* _DESCRIPTION OF THE TASK_:
Extend the Mercier Kilo TT Pro forum thread past its final post.

* _DOCUMENT EXCERPT_:
>> BEGIN

# Mercier Kilo TT Pro



## sokudo (Dec 22, 2007)

BD run out of almost all sizes on that model. 
A question for Mike: When does the next shipment arrive and it will be in stock again?

And a suggestion. Can you do Kilo TT with Sugino Messenger cranks and Niobium 30 rims?


----------



## 20sMotoSpirit (May 27, 2007)

sokudo said:


> BD run out of almost all sizes on that model.
> A question for Mike: When does the next shipment arrive and it will be in stock again?
> 
> And a suggestion. Can you do Kilo TT with Sugino Messenger cranks and Niobium 30 rims?



Im sure that they could mass produce a bike like that, but its not gonna be $350


----------



## sokudo (Dec 22, 2007)

20sMotoSpirit said:


> Im sure that they could mass produce a bike like that, but its not gonna be $350


Neither is Kilto TT Pro (it is 480). They should be able to fit the bike I described within $500. The only question is logistics.


----------



## Alx (Mar 22, 2007)

there's better alternatives that would make a stronger wheel than niobium 30s specially for a fixed gear bike.


----------



## sokudo (Dec 22, 2007)

Alx said:


> there's better alternatives that would make a stronger wheel than niobium 30s specially for a fixed gear bike.


IRO is using Kinlin rim for a year or two. Not sure whether XL-240 uses Niobium alloy, perhaps not.
Anyway, what are those alternatives that are not boat anchors?


----------



## Alx (Mar 22, 2007)

my point is if you're worried about weight you're not gonna buy the Kilo in the first place. Sure it can be run on a velodrome but if you're truly seriously looking to save weight and run lightweight wheels then you're not shopping for a $200 frame. Hell the wheels will cost more than the entire bike!

>> END

* _SUPPLIED ENTRIES_:
>> BEGIN

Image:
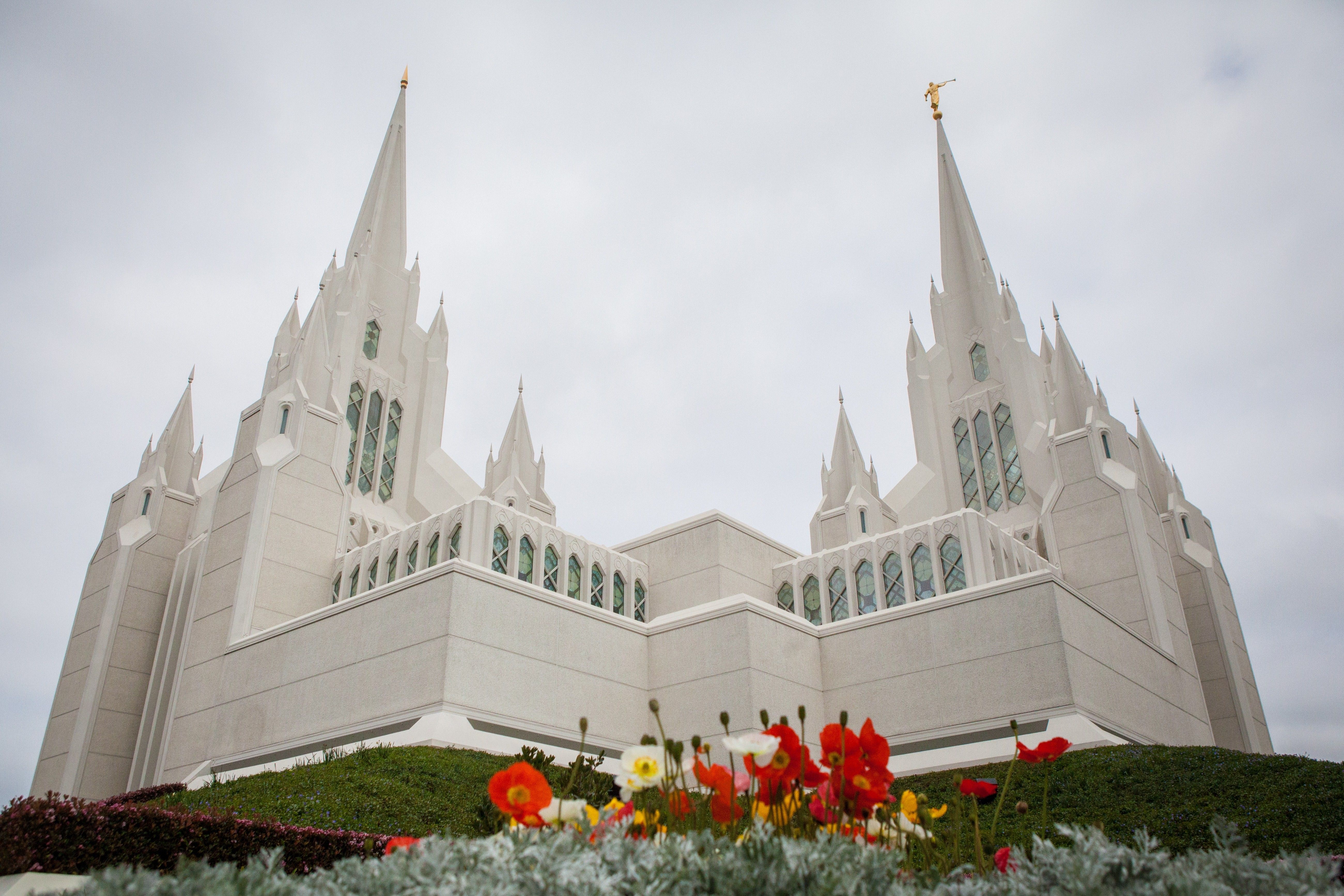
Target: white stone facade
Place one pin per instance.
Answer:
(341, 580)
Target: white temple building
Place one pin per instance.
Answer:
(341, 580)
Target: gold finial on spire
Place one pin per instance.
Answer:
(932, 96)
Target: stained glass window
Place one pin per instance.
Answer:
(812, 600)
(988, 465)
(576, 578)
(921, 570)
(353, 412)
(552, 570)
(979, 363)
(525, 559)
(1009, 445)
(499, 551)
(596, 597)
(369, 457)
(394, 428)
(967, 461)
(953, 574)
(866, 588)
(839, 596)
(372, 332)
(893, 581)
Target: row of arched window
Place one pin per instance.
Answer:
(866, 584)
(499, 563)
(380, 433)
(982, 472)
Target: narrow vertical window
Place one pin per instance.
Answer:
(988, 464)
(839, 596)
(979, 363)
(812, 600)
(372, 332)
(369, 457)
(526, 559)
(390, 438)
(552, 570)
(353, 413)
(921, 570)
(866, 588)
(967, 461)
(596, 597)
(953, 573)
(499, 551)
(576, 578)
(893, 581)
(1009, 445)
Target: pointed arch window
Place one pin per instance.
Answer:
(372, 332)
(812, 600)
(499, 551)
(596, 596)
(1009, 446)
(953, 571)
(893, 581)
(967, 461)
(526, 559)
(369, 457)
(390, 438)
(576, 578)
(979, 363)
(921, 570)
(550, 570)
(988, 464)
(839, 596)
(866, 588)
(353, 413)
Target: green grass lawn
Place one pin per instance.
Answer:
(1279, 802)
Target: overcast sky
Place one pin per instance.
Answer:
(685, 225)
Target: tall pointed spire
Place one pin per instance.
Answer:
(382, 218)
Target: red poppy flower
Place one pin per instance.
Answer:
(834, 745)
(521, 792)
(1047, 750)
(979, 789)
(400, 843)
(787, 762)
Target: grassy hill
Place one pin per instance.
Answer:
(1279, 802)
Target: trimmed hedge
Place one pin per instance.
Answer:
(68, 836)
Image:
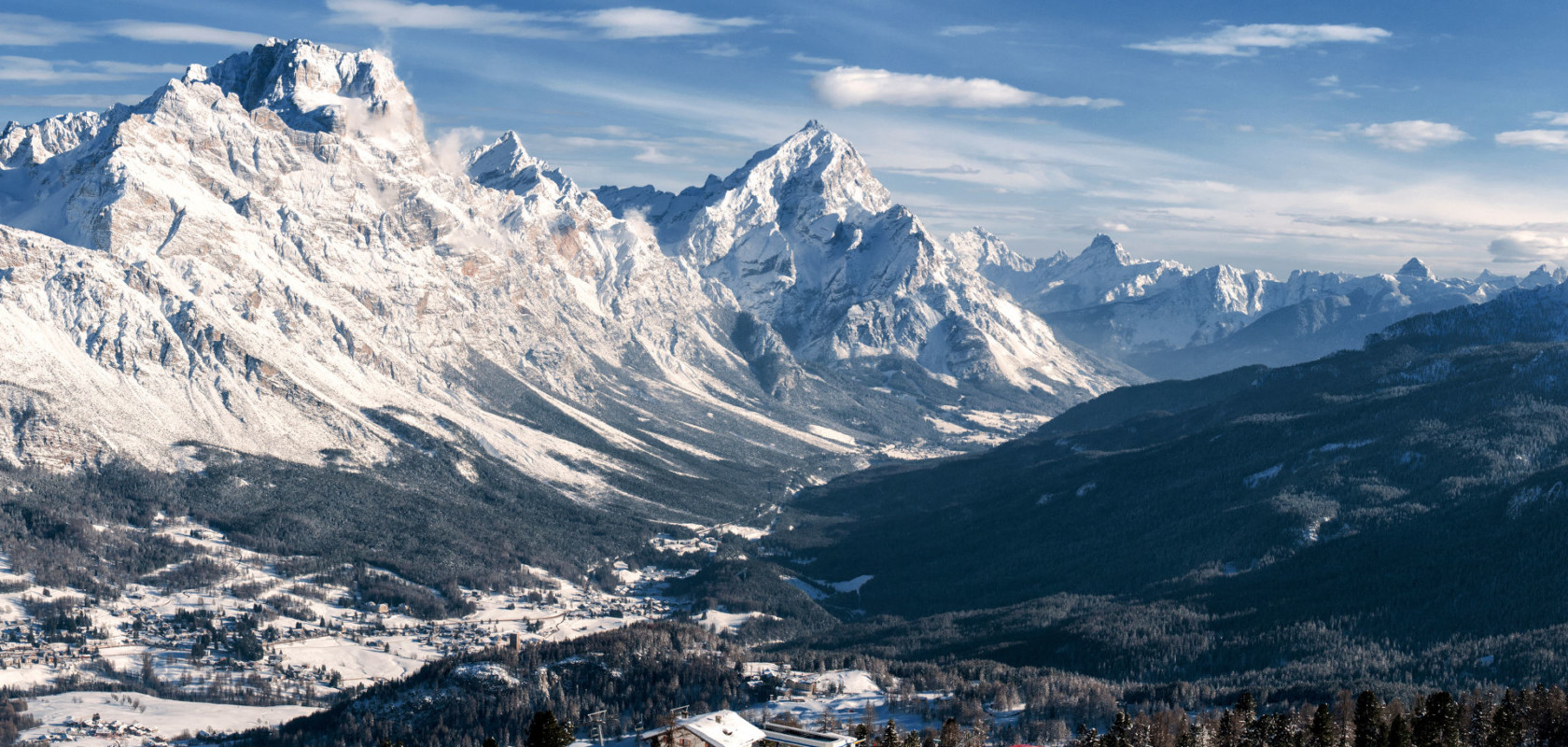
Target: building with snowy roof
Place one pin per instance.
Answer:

>> END

* _TASK ANSWER_:
----------



## wilsontennis (Feb 16, 2009)

To the point earlier about Bikes Direct running out of sizes. 

I've looked into it and think they offer the best value for $700 as the ceiling. So, I'm ready to pull the trigger and neither frame I'm looking for is available in my size(56cm). Here's my beef: I'm buying a bike. I e mail BD and ask when the two specific bikes will be available again. Three days later I'm told to "join the newsletter" because I will be notified "when bikes become available." 
Wow! Wonderful customer service. Here's a thought - answer questions. Don't give advice. $700 is burning a hole in my pocket and I am instructed to sign up for a newsletter? Nope....

I'm new to cycling(endurance and strength for tennis) - put 130 miles a week on a 15 year old hybrid(originally bought for leisure). I've out geared it and want a road bike. My normal ride is 24miles and I'm doing it in 90 minutes(traffic lights) at a upper 90 cadence. 

More informed opinions are welcomed and appreciated.


----------



## Alx (Mar 22, 2007)

The people answering emails for BD aren't the brightest at answering questions to start off so I'm surprised they even answered. Those same people have no clue when the boat carrying new bikes is going to arrive so join the newsletter or PM mike on this forum for a more direct answer.


----------



## 20sMotoSpirit (May 27, 2007)

wilsontennis said:


> To the point earlier about Bikes Direct running out of sizes.
> 
> I've looked into it and think they offer the best value for $700 as the ceiling. So, I'm ready to pull the trigger and neither frame I'm looking for is available in my size(56cm). Here's my beef: I'm buying a bike. I e mail BD and ask when the two specific bikes will be available again. Three days later I'm told to "join the newsletter" because I will be notified "when bikes become available."
> Wow! Wonderful customer service. Here's a thought - answer questions. Don't give advice. $700 is burning a hole in my pocket and I am instructed to sign up for a newsletter? Nope....
> ...



What bike were you considering?

Start a new thread others may have some other opinions.

My $0.02,

$700 is a good amount for a bike.. but its not gonna buy you something that is going last. I would spend the extra cash... get a 850-900 dollar bike. Like the Falkirk. Great set of parts and a great deal.

The Ultegra SL is fantastic... plus the parts are a great way to build up a bike. if the Le Champion SL didnt have Ritchey WCS wheels.. I would have gotten the Falkirk.

if you want to ask about parts or spec comparison, I have three bikes with these guys and I love them.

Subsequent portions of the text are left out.